- From: Paolo Martini <paolo.martini.relex@chello.be>
- Date: Mon, 6 Aug 2007 21:50:50 +0200
- To: <www-multimodal@w3.org> <www-multimodal@w3.org> <www-multimodal@w3.org>, "JOHNSTON, MICHAEL J (MICHAEL J)" <johnston@research.att.com>
- Message-Id: <79470eb885659e78d4b2bbe521ed5c44@chello.be>
Dear Michael and all,
I appreciate the intentionally well delimited scope of EMMA 1.0 and the
adequacy of the current draft to it.
In order to better clarify the description of that scope, I would
suggest rewording and elaborating the Introduction statement:
"The language is focused on annotating the interpretation information
of single and composed inputs, as opposed to (possibly identical)
information that might have been collected over the course of a dialog.
The language provides a set of elements and attributes that are focused
on accurately representing annotations on the input interpretations."
1. Is "composed inputs" the same of "composite input" defined in the
Terminology?
2. Following the Terminology at 1.2, "interpretation" appears to be
signified and "user input" the signifier. "annotation" seems to be used
a bit ambiguously: it is my understanding that the common significance
of "annotation" is the association - act or product of the act - of
content, at any 'meta-' level, to a region of a signal.
"accurately representing annotations on the input interpretations"
seems therefore to refer to content associated to the signified (as
indeed do attributes like emma:cost, emma:process, etc.). Nevertheless,
EMMA seems to provide also a way to represent the interpretation itself
- mainly with literals - besides being open to include any application
specific representation, but it is not clear if it is an accessory
function or a foundation one.

- [TASK INPUTS]
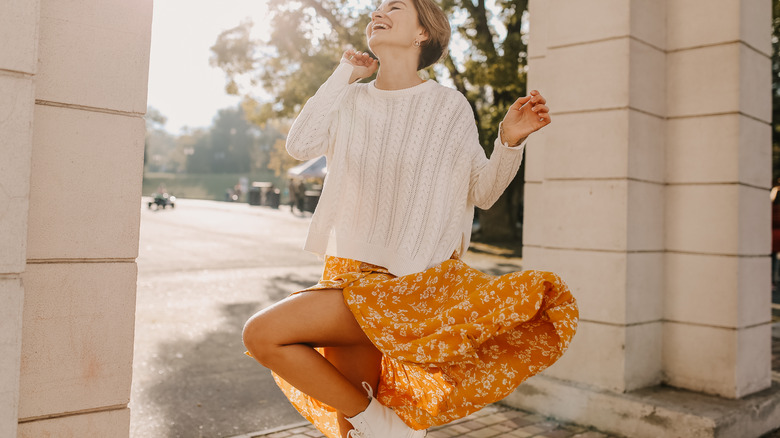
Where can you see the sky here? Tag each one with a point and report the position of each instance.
(182, 84)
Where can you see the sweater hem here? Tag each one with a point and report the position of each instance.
(398, 264)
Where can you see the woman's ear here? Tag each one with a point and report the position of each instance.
(422, 35)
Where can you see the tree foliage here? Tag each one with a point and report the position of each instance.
(775, 92)
(307, 38)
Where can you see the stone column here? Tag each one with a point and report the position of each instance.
(717, 332)
(84, 214)
(649, 194)
(18, 32)
(595, 182)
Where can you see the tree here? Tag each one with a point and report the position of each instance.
(308, 37)
(775, 92)
(231, 145)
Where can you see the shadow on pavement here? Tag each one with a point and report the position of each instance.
(208, 387)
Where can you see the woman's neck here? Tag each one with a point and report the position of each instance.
(397, 75)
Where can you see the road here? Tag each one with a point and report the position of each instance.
(203, 269)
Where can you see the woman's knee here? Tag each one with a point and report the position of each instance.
(259, 339)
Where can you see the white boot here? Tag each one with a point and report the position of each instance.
(379, 421)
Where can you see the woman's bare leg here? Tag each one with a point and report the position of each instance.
(358, 364)
(283, 337)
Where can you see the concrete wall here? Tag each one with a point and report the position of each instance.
(649, 193)
(73, 81)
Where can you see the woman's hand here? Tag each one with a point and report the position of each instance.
(528, 114)
(365, 65)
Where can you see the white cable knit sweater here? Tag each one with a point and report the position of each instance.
(405, 170)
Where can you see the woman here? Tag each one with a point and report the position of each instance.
(397, 314)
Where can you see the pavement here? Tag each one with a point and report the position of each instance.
(492, 421)
(203, 269)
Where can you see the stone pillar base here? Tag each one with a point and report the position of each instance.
(659, 411)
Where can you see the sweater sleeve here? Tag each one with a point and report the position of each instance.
(311, 131)
(490, 177)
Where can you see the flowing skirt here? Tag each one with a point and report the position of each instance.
(453, 339)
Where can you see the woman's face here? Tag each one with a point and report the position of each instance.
(394, 23)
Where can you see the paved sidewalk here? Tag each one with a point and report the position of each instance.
(492, 421)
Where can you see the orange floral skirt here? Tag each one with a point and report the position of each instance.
(453, 338)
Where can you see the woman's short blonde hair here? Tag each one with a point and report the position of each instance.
(435, 23)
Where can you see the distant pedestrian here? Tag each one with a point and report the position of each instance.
(399, 334)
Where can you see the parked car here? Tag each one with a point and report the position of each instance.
(162, 200)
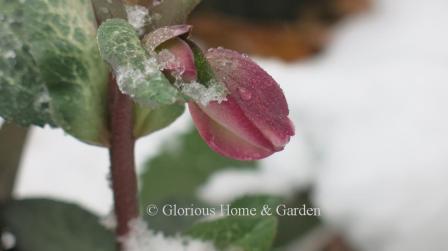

- [WRITTEN TASKS]
**a)** In the listing, rewrite everything from the line containing "Where can you see the sweater sleeve" down to the end of the listing, swapping "report the position" for "give the coordinates" and leaving all else unchanged, and leave the pictures out of your answer.
**b)** Carry on the email about the EMMA 1.0 draft from the point where it stops.
The email about the EMMA 1.0 draft and the listing are unrelated material.

- [EXERCISE ANSWERS]
**a)**
Where can you see the sweater sleeve here? Tag each one with a point and give the coordinates of each instance.
(311, 131)
(490, 177)
Where can you see the flowing skirt here? Tag each one with a point and give the coordinates of each instance.
(453, 339)
Where can you see the woman's face here? Tag each one with a point and give the coordinates of each instance.
(394, 23)
Where can you see the paved sidewalk here? Tag each one with a point and give the coordinates of each instance.
(492, 421)
Where can you see the orange floral skirt here? Tag each one with a point and give the coordinates of each instance.
(453, 338)
Where can you see the woman's short blonde hair here? Tag each one with a point and give the coordinates of each instance.
(435, 23)
Where can you see the distant pedestrian here? Tag each one with a point and give the coordinates of each instance.
(399, 334)
Where can you see the parked car here? Tag each one with a point and give the coordinates of each instance.
(162, 200)

**b)**
Together with "Interpretations of user input are said to be derived
from that input, and higher levels interpretations may be derived from
lower level ones. EMMA allows you to reference the user input or
interpretation a given interpretation was derived from", the issue
becomes even more evident when comparing the expressive power of
emma:interpretation and emma:arc to represent alternative
interpretations (as advertised in "Lattices provide a compact
representation of large lists of possible recognition results or
interpretations"):
- an emma:interpretation has an "id" while an emma:arc needs "from",
"to" and the signified to be identified (i.e. difficult reification of
emma:arcs)
- an emma:interpretation has emma:tokens to refer to user input, while
an emma:arc can only refer to a time region of the input signal
I would suggest adding examples lattice representation of two-level
analysis, like
a vocal /bo/+?+/ton/ to orthographic "Boston" and alternative "Bolton"
and then a "Boston" and "Bolton" to the semantic interpretations "BOS"
and "TZR"
How does the second lattice refer to "Boston" and "Bolton" of the first
lattice? Maybe, the situation could be addressed with
emma:interpretation, but then the whole idea of the lattice as a
compact representation fails. And anyway, while emma:tokens could refer
to the orthographic "Boston" and "Bolton", I cannot find an IDREF
attribute to refer to the "id" of an "emma:interpretation".
Furthermore, an emma:interpretation can specify emma:process while
emma:arc cannot.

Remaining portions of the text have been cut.